# YOUR OBJECTIVE:
Can you print the listing below word for word, beginning at its first line and stopping after the line that contains "[137,194,496,337]"?

= = = = = = =

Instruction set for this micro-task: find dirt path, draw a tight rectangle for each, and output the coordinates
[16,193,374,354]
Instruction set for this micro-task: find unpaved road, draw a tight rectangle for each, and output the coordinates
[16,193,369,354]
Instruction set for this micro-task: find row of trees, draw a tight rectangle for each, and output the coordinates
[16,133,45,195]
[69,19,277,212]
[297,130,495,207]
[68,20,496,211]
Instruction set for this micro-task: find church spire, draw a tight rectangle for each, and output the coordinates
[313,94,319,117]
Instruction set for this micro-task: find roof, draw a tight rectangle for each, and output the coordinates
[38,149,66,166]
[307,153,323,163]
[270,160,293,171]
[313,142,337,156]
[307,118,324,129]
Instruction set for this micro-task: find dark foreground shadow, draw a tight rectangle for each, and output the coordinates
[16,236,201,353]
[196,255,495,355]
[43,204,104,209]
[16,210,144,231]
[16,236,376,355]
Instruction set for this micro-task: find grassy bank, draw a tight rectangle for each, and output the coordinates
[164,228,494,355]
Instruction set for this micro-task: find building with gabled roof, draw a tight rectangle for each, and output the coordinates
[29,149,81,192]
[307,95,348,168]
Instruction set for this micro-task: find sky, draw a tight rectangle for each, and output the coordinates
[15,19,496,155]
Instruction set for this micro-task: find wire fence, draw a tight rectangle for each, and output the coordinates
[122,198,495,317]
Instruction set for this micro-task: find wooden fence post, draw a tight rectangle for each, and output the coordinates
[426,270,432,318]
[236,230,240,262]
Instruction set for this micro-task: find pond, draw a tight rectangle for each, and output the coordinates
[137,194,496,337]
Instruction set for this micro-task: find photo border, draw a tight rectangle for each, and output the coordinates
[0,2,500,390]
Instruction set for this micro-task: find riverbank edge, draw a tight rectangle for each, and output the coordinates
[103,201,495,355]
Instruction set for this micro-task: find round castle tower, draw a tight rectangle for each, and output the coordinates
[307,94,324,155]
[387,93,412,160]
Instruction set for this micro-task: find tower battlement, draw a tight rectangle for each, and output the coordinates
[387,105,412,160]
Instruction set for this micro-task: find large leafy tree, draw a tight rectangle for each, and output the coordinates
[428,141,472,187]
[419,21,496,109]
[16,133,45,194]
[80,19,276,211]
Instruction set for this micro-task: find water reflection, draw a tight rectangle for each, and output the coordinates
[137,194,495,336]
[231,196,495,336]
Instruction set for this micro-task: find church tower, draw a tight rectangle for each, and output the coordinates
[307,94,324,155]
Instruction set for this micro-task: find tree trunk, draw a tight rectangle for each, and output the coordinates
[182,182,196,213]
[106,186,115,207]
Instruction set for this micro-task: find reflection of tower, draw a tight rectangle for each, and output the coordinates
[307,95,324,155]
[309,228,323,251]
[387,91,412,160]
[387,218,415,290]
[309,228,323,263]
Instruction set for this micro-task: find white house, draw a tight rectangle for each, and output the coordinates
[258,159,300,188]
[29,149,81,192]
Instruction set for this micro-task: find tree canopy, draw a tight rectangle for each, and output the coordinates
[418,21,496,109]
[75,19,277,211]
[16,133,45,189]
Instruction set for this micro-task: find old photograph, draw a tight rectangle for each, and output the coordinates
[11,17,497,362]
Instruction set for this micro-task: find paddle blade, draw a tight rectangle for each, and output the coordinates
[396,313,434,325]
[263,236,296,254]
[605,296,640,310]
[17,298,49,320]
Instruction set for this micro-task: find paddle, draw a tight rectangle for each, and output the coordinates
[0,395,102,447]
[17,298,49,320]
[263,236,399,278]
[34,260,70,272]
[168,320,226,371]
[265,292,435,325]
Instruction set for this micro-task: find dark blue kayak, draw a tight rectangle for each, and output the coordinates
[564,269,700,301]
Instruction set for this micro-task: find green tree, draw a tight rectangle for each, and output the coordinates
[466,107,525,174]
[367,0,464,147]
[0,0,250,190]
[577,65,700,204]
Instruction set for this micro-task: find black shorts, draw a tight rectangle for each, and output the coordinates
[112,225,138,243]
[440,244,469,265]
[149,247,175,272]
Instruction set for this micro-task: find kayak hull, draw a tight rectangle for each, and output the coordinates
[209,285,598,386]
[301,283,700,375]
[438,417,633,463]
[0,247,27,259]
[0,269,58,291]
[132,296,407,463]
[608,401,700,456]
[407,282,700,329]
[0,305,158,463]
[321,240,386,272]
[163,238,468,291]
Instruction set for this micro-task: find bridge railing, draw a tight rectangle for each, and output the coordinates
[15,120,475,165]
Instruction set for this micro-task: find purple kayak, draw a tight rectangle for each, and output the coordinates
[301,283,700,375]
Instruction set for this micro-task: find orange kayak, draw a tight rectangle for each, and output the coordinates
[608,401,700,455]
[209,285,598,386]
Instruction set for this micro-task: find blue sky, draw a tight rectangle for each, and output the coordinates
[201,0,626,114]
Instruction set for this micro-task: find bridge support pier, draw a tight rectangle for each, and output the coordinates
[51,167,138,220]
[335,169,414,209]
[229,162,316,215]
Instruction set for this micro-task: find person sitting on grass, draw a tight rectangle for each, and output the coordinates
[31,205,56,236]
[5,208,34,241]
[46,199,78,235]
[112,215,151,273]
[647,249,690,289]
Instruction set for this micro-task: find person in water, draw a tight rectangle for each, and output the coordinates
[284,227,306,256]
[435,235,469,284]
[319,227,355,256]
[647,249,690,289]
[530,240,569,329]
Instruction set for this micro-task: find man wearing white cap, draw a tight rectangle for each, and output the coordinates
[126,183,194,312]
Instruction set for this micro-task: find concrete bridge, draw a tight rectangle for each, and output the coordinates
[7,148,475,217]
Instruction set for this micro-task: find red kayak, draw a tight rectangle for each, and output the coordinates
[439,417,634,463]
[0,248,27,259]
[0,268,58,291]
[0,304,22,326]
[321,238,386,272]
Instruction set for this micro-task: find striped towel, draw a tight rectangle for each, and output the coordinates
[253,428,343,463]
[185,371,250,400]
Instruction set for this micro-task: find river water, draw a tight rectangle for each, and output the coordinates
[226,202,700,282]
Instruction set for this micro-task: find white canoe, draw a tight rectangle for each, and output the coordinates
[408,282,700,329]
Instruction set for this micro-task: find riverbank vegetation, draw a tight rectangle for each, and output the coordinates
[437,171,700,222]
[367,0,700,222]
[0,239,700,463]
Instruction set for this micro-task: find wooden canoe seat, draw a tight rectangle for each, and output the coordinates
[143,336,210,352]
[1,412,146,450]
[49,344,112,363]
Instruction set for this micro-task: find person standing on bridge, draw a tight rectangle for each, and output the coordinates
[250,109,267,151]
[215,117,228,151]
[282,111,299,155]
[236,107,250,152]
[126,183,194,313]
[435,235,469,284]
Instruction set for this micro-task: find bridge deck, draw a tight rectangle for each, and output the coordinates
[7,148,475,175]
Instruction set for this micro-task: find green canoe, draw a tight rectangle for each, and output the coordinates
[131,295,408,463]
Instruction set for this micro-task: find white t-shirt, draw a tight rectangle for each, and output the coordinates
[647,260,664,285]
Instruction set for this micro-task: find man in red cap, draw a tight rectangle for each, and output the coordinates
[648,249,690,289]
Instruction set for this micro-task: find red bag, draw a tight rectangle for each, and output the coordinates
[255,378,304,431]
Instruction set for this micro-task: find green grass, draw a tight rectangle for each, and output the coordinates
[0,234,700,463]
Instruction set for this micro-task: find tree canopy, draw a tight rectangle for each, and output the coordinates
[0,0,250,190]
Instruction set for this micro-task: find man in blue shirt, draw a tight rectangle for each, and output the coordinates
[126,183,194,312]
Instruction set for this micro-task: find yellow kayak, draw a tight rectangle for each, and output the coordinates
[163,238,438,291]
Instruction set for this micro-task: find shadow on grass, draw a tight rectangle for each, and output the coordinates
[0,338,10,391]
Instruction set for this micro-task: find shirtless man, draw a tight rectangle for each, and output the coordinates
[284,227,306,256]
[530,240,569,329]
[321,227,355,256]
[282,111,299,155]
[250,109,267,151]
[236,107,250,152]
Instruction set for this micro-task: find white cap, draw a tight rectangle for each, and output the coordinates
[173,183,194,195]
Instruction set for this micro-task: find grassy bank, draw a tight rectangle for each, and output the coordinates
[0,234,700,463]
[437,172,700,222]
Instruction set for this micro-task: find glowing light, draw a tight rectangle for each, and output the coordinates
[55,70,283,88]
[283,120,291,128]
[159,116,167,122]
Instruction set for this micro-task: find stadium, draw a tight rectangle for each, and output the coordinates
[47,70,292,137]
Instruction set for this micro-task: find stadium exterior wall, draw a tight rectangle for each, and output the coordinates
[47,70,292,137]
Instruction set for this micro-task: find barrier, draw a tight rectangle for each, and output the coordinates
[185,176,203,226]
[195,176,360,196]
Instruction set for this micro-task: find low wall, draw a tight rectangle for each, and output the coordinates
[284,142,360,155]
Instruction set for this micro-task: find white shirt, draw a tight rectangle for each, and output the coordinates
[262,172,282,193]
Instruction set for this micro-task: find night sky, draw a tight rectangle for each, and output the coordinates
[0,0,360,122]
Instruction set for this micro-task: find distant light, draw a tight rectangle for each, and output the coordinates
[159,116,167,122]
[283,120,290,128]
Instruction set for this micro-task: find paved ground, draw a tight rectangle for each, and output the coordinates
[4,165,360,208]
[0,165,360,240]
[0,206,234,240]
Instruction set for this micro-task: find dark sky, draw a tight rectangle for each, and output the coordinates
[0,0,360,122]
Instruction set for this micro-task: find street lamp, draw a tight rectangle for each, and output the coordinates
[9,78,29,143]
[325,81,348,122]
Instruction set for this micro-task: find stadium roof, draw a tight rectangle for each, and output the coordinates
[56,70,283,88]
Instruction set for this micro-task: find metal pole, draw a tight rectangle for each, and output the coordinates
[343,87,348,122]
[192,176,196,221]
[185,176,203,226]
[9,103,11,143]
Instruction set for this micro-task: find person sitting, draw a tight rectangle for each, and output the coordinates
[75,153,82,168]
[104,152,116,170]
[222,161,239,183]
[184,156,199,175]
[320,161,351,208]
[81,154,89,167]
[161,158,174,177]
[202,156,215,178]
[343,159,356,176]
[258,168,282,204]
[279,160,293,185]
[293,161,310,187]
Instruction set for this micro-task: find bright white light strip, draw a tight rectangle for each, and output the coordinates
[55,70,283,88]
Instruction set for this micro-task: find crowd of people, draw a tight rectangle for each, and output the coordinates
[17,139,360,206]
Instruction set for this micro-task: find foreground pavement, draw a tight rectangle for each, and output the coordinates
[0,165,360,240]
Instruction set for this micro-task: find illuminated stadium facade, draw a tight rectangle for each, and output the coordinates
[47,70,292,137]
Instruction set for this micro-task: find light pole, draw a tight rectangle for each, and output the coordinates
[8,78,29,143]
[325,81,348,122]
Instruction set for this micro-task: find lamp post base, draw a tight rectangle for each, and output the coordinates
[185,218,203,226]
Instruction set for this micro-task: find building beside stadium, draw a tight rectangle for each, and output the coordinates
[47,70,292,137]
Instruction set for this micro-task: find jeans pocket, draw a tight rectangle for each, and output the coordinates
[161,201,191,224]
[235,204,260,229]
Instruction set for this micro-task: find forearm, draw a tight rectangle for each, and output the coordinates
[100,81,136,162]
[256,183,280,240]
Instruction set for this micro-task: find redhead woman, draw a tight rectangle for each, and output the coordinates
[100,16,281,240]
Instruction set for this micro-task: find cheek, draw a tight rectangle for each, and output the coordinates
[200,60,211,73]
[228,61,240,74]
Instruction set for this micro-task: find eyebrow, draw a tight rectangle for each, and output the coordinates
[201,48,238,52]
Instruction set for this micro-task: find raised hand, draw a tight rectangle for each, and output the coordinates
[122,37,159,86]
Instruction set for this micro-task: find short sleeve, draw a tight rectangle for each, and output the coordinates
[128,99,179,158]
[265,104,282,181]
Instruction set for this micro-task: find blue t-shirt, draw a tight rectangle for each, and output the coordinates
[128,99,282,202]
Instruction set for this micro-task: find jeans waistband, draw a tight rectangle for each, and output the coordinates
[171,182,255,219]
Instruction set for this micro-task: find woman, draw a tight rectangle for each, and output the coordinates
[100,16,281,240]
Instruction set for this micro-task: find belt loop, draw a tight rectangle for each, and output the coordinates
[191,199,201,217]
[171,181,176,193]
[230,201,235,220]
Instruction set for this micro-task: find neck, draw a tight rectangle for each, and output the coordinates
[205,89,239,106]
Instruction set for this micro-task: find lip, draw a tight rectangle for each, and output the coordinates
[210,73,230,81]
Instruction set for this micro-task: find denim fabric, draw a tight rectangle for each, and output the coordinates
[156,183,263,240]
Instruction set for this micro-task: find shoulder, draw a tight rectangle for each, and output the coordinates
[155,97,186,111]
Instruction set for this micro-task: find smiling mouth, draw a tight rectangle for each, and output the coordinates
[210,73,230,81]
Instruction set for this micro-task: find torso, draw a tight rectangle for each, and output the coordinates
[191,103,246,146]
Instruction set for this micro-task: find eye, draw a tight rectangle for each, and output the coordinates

= = = = = = =

# TASK ANSWER:
Instruction set for this micro-task: find dirt path, draw a tight rectangle for each, and output the coordinates
[16,193,374,354]
Instruction set for this micro-task: find unpaved road, draw a tight rectangle for each, and output the coordinates
[16,193,369,354]
Instruction set for this micro-task: find row of trees, draw a tight rectangle for each, and output the coordinates
[16,133,45,195]
[69,19,277,212]
[297,130,495,207]
[68,20,496,211]
Instruction set for this micro-task: find church spire, draw a tight rectangle for each, and output the coordinates
[313,94,319,117]
Instruction set for this micro-task: find roof, draw a tight rectangle for each, and output the coordinates
[38,149,66,166]
[307,153,323,163]
[270,160,293,171]
[313,142,337,156]
[307,118,324,129]
Instruction set for this micro-task: find dark foreground shadow, draw a tight rectangle for each, and output the coordinates
[16,236,201,353]
[196,255,495,355]
[43,204,104,209]
[16,210,144,231]
[16,236,376,355]
Instruction set for this micro-task: find grassy bank, draw a tight rectangle for each, and output the coordinates
[164,228,494,355]
Instruction set for this micro-task: find building with gabled roof, draw a tight rectangle for each, and output the coordinates
[29,149,81,192]
[307,95,348,168]
Instruction set for this micro-task: find sky, draw a tight rectangle for each, and output the coordinates
[15,19,496,155]
Instruction set for this micro-task: find wire fence, draw a tight rectangle for each, and output the coordinates
[122,198,495,317]
Instruction set for this micro-task: find wooden fence post, draw a tight rectangle for each, and output the coordinates
[426,270,432,318]
[236,230,240,262]
Instruction set for this micro-task: find pond, draw a tight rectangle for each, and output the coordinates
[137,194,496,337]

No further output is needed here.